# [WORK ORDER]
Answer these questions from the passage on flight ground handling below.
(a) How does the passage define the duration of each ground support operation?
(b) What role does that duration play in the causal inference model?
(c) According to the section headed "Causal Graph of Flight Ground Service Nodes and Influencing Factors," what process does flight ground support cover?

# [PASSAGE SHOWN]
=-=-=-=-=

To overcome the limitations of flight ground handling decision models that rely predominantly on statistical correlations and consequently possess limited capability to characterize the true interventional effects of different actions, we develop a causality-enhanced time-constraint decision framework for flight ground handling operations. In this study, we analyze various ground support operations, such as passenger boarding, baggage loading, and aircraft refueling, to investigate their impact on flight departure delays. Each operation is characterized by its start time and end time, with its duration defined as the difference between these two timestamps. This duration serves as a continuous treatment variable in our causal inference model, allowing us to estimate the average treatment effect of the operation’s completion time on the final flight departure delay. In this framework, causal discovery and causal effect estimation are incorporated into the reinforcement learning-based policy formulation. By leveraging causal structure and average treatment effect information to guide the policy learning process, the proposed framework provides structured guidance for policy search, which contributes to improving the robustness and consistency of time-constraint decisions under complex operational conditions. The framework is not confined to a specific reinforcement learning algorithm and can be applied to a broad range of value-iteration and policy-iteration-based reinforcement learning methods, which facilitates the quantitative evaluation of the impact of time-level interventions on target ground handling operations.

2. Causal Graph of Flight Ground Service Nodes and Influencing Factors

Flight ground support (FGS) refers to a series of support services conducted after an aircraft lands and arrives at the parking stand, covering the process from wheel chocking to chock removal and push-back in preparation for the next flight stage. Each ground support operation is associated with multiple influencing factors, and the effects of different factors on a specific target support operation vary in magnitude and mode.

=-=-=-=-=

# [DATA SHOWN]
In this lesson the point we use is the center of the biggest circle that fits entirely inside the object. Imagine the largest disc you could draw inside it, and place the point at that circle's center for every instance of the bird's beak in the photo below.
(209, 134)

=-=-=-=-=

# [RESPONSE]
(a) The duration is the difference between the operation's start time and end time.
(b) It serves as a continuous treatment variable, used to estimate the average treatment effect of the operation's completion time on the final flight departure delay.
(c) It covers the process from wheel chocking to chock removal and push-back in preparation for the next flight stage.